(PROBLEM TO SOLVE):
State how many lines of the records include the word "dark"; the reply is that number alone.

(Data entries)
———
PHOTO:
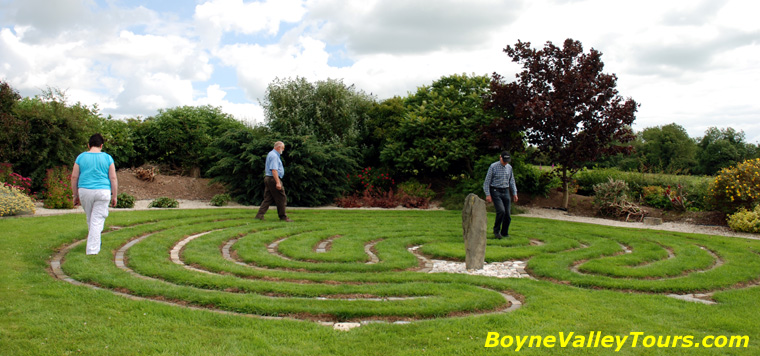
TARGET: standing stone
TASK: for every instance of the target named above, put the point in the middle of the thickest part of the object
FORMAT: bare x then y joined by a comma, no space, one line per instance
474,224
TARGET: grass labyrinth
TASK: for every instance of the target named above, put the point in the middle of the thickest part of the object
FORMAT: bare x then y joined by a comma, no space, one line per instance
335,266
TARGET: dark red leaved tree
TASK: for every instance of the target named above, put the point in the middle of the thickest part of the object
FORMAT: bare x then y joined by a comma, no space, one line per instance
564,105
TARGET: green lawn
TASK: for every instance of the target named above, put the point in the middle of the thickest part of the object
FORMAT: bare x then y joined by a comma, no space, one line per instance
261,303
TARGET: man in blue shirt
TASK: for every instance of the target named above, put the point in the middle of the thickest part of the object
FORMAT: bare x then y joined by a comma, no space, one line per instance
273,189
500,188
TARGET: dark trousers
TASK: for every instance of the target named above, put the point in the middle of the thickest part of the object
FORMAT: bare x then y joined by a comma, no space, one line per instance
271,194
502,201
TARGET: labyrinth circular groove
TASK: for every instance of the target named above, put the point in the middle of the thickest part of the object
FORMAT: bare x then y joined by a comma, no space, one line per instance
354,266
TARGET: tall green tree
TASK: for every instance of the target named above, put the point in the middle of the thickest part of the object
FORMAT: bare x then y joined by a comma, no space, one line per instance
565,104
440,131
328,110
722,148
180,137
667,149
46,132
315,172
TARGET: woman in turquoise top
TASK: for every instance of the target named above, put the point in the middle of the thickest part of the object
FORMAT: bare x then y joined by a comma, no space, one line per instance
94,184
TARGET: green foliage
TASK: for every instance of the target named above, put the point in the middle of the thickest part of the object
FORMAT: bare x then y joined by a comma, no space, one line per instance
745,220
384,119
13,201
122,142
221,199
666,149
440,131
58,193
695,187
414,188
736,187
46,132
125,201
724,148
315,172
372,180
327,111
12,179
181,137
610,196
655,197
164,202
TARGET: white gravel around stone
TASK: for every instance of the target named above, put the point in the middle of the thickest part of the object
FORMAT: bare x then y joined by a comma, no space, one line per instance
508,269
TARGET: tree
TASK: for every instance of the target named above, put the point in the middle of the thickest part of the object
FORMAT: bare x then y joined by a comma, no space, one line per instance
720,149
328,111
180,137
48,132
12,141
566,106
440,131
315,172
667,149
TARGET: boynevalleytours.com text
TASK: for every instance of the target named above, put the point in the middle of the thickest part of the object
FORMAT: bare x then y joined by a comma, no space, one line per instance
596,339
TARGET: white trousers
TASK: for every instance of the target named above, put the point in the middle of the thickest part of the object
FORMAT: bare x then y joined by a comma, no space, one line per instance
95,205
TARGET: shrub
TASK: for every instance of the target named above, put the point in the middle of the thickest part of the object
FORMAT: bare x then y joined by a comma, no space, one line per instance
736,187
695,187
612,200
57,185
745,220
164,202
379,199
413,194
654,196
145,174
11,179
13,201
349,201
221,199
370,179
125,201
315,173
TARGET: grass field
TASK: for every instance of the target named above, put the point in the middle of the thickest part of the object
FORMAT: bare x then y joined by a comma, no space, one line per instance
239,286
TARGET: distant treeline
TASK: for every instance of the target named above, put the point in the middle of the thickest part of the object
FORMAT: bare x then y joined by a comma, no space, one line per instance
438,134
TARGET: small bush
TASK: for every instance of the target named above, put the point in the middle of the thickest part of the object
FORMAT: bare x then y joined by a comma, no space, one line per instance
58,193
654,196
13,201
11,179
371,179
736,187
611,198
146,174
221,199
349,201
164,202
413,194
745,220
125,201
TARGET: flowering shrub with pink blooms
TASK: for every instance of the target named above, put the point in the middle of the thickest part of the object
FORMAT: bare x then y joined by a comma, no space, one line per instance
58,193
11,179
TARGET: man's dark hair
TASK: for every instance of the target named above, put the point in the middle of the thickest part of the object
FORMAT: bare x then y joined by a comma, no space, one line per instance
96,140
506,157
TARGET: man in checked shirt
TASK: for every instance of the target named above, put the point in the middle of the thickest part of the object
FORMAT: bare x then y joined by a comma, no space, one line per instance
500,188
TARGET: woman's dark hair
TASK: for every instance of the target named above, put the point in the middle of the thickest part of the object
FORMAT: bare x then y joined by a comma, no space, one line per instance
96,140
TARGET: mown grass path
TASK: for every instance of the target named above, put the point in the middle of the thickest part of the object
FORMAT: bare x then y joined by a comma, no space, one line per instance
184,281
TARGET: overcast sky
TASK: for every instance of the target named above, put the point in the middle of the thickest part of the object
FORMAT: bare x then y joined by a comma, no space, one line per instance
692,62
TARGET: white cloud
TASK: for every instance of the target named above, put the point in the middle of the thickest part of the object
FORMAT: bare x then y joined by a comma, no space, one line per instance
250,113
216,17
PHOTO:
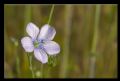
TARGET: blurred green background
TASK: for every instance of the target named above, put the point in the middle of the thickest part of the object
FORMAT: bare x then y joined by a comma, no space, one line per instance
79,30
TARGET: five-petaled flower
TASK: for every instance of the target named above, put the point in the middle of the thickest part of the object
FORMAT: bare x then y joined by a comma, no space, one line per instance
40,41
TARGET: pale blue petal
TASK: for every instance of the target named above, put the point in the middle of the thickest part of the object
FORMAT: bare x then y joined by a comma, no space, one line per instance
41,55
27,44
32,30
47,32
51,47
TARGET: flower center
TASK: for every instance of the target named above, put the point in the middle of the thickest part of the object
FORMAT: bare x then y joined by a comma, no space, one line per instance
36,44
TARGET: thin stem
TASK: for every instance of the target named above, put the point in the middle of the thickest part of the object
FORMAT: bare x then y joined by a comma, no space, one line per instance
28,14
30,65
64,63
94,42
51,13
41,68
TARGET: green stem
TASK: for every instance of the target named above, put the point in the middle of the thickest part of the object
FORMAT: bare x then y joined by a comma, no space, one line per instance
51,13
94,42
30,65
41,68
65,62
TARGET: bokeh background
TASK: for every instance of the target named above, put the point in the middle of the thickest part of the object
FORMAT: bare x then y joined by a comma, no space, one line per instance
87,35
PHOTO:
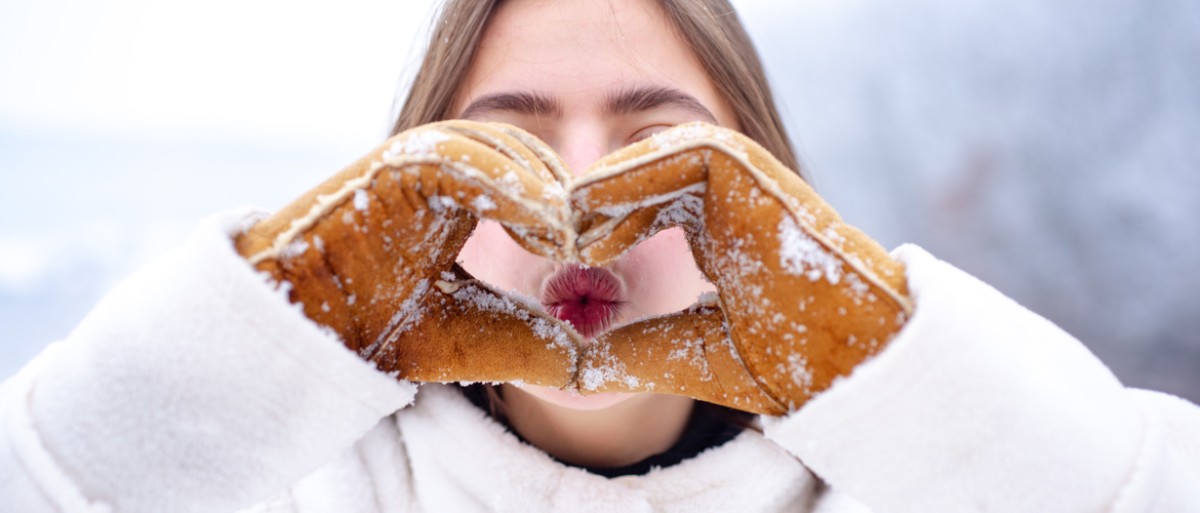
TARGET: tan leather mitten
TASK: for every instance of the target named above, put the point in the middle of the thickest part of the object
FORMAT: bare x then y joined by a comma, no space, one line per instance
371,254
802,297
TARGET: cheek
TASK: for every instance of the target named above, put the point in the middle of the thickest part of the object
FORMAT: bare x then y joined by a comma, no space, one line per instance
492,255
661,276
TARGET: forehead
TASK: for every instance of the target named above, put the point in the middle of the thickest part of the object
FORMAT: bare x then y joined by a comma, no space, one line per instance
581,48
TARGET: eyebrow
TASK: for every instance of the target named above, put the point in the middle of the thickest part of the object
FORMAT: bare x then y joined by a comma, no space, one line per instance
645,98
531,103
622,102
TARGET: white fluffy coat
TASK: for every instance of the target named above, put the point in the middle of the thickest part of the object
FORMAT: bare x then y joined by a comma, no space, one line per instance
197,387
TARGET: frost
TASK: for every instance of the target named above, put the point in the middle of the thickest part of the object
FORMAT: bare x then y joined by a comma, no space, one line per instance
802,255
483,204
415,143
360,200
295,248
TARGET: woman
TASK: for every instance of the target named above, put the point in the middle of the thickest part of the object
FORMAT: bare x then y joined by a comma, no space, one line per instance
197,387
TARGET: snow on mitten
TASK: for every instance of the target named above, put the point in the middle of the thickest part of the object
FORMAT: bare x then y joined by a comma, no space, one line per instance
802,297
370,254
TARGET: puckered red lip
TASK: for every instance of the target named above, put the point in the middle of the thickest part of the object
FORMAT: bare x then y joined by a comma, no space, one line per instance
589,299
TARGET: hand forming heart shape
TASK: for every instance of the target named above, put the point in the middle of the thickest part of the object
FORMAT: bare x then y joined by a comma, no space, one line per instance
802,297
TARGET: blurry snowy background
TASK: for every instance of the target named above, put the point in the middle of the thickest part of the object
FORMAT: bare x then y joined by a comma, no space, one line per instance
1049,146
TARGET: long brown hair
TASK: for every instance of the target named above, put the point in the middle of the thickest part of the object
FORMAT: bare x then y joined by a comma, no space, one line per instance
711,26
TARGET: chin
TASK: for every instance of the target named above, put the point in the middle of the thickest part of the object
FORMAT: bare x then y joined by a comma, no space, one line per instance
575,400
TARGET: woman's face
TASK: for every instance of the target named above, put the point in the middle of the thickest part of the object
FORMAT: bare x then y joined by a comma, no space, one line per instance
———
(RESPONSE AREA):
4